◆ Extract ◆

In this lesson, I will using data from a CSV file. You can download the file here: heightWeight

If you do not know how to import CSV files into Python, check out my lesson on it first: Python: Working with CSV Files

The Data

The data set includes 20 heights (inches) and weights(pounds). Given what you already know, you could tell me the average height and average weight. You could tell me medians, variances and standard deviations.

correl

But all of those measurements are only concerned with a single variable. What if I want to see how height interacts with weight? Does weight increase as height increases?

**Note while there are plenty of fat short people and overly skinny tall people, when you look at the population at large, taller people will tend to weigh more than shorter people. This generalization of information is very common as it gives you a big picture view and is not easily skewed by outliers.

Populate Python with Data

The first thing we are going to focus on is co-variance. Let’s start by getting our data in Python.

correl1.jpg

Now there is a small problem. Our lists are filled with strings, not numbers. We can’t do calculations on strings.

We can fix this by populating converting the values using int(). Below I created 2 new lists (height and weight), created a for loop counting up to number of values in our lists : range(len(hgt)). Then I filled the new lists using lst.append(int(value))

correl2.jpg

**Now I know I could have resolved this in fewer steps, but this is a tutorial, so I want to provide more of a walk through.

Co-variance

Co-variance tells us how much two variables disperse from the mean together. There are multiple ways to find co-variance, but for me, using a dot product approach has always been the simplest.

For those unfamiliar with dot product. Imagine I had 2 lists (a,b) with 4 elements each. The dot product with calculated as so: a[0]*b[0]+a[1]*b[1]+a[2]*b[2]+a[3]*b[3]

Here is how it works:

If I take the individual variance of height[0] and weight[0] and they are both positive or negative – the product will be positive. – both variables are moving in the same direction

One positive and one negative will be negative. The variables are moving in different directions

One you add them all up, a positive number will mean that overall, you variables seem to have a positive co-variance (if a goes up, b goes up – if a goes down, b goes down)

If the final result is negative, you have negative co-variance (if a goes up, b goes down – if a goes down, b goes up)

If your final answer is 0 – your variables have no measurable interaction

Okay, let’s program this thing

** we will be using numpy’s mean() – mean and dot() – dot product methods and corrcoef() – correlation coefficient

First we need to find the individual variances from mean for each list

I create a function called ind_var that uses a list comprehension to subtract the mean from each element in the list.

correl3.jpg

Now, let’s change out the print statement for a return, because we are going to be using this function inside another function.

correl4.jpg

Co-variance function

Now let’s build the co-variance function. Here we are taking the dot product of the variances of each element of height and weight. We then divide the result by the N-1 (the number of elements – 1 : the minus 1 is due to the fact we are dealing with sample data not population)

◆ Problems ◆
a. According to the covariance tutorial, why does the co-variance function divide by N-1 instead of N?
b. Continue the covariance tutorial from the point where it stops.

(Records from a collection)

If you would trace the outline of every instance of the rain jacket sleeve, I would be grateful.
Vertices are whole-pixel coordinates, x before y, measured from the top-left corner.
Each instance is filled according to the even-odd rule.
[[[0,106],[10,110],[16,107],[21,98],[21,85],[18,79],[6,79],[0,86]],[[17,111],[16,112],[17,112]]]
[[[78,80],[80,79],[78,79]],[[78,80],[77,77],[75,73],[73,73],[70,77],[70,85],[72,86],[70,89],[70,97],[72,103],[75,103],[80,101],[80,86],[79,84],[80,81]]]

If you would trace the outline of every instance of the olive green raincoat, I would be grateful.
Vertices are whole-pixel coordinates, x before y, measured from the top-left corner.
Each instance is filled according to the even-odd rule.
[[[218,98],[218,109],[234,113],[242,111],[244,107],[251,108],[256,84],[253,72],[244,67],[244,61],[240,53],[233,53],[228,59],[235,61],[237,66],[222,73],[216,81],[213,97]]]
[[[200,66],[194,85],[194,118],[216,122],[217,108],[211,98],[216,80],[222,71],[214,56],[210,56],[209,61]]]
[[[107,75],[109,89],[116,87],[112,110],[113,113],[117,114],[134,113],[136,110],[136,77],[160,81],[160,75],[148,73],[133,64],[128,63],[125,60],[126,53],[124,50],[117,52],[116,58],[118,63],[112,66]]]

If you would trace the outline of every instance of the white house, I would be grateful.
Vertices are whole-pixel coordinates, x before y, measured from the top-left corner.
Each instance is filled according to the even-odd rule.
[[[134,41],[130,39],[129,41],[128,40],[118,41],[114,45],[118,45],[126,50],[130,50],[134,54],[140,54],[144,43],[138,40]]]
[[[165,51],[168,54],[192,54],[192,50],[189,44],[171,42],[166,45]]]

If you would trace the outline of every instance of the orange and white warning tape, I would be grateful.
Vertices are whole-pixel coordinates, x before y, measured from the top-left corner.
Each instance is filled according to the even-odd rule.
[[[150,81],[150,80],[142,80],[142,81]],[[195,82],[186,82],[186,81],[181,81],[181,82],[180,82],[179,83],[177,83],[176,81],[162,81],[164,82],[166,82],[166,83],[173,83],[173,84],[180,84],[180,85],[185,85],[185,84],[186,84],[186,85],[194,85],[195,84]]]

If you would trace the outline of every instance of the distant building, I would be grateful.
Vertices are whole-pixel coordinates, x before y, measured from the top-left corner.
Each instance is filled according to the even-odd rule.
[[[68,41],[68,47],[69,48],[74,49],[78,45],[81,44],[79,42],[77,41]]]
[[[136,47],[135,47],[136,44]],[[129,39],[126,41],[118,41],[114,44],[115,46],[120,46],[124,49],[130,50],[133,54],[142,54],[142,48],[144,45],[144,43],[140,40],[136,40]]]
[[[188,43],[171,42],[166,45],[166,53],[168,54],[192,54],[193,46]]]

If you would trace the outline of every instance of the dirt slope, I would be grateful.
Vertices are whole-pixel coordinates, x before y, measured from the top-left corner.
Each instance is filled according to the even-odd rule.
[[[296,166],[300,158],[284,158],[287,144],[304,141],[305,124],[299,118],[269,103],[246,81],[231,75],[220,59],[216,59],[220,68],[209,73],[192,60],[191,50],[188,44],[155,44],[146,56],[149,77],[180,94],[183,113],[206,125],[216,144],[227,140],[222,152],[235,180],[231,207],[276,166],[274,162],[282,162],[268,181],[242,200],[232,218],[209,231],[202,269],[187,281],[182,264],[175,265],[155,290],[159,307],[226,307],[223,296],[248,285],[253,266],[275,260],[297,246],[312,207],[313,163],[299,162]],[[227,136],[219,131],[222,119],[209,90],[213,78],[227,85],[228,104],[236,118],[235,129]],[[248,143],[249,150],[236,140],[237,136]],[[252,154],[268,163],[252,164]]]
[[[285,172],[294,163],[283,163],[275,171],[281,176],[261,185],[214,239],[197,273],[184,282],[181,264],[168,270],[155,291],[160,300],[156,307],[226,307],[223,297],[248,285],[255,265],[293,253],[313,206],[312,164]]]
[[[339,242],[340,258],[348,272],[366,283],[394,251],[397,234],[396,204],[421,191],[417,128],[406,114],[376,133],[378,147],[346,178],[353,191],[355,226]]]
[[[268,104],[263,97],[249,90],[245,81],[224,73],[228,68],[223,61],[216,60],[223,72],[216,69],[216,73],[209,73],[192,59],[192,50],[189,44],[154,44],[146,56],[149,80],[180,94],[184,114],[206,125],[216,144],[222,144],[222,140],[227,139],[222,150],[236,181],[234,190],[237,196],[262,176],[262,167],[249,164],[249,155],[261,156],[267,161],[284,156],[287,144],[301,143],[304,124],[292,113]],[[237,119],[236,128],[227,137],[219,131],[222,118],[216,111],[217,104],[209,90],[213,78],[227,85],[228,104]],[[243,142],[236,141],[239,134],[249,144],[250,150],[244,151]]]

◆ Responses by task ◆
a. The minus 1 is there because the data is sample data, not population data.

b.
correl6

So what were are doing:

  • Take the first height (68 inches) and subtract the mean (66.8) from it (1.2)
  • Take the first weight (165 lbs) and subtract the mean(165.8)  from it (-0.8)
  • We then multiply these values together (-0.96)
  • We repeat this for each element
  • Add the elements up.
  • Divide by 19 (20-1)
  • 144.75789 is our answer

Our result is 144.75789  – a positive co-variance. So when height goes up – weight goes up, when height goes down – weight goes down.

But what does 144 mean? Not much unfortunately. The co-variance doesn’t relate any information as to what units we are working with. 144 miles is a long way, 144 cm not so much.

Correlation

So we have another measurement known as correlation. A very basic correlation equation divides out the standard deviation of both height and weight. The result of a correlation is between 1 and -1. With -1 being perfect anti-correlation and 1 being perfect correlation. 0 mean no correlation exists.

With my equation get 1.028  – more than one. This equation is simplistic and prone to some error.

correl7.jpg

numpy’s corrcoef() is more accurate. It shows us a correlation matrix. Ignore the 1’s – they are part of what is known as the identity. Instead look at the other numbers = 0.97739.  That is about as close to one as you will ever get in reality. So even if my equation is off, it isn’t too far off.

correl9

Now just to humor me. Create another list to play with.

correl10

Let’s run this against height in my correlation function

correl11.jpg

Run these value through the more accurate corrcoef() . This will show my formula is still a bit off, but for the most part, it is not all that bad.

correl8


If you enjoyed this lesson, click LIKE below, or even better, leave me a COMMENT. 

Follow this link for more Python content: Python

 

8 Software Packages You Should Learn for Data Science

1. Excel

Before everyone starts booing me, Excel is a highly under rated tool by many. I blame it on over familiarity. We have all seen our computer illiterate co-worker using Excel to make up a phone list for their kid’s little league. It is hard to imagine that same tool can be a powerhouse when it comes to data.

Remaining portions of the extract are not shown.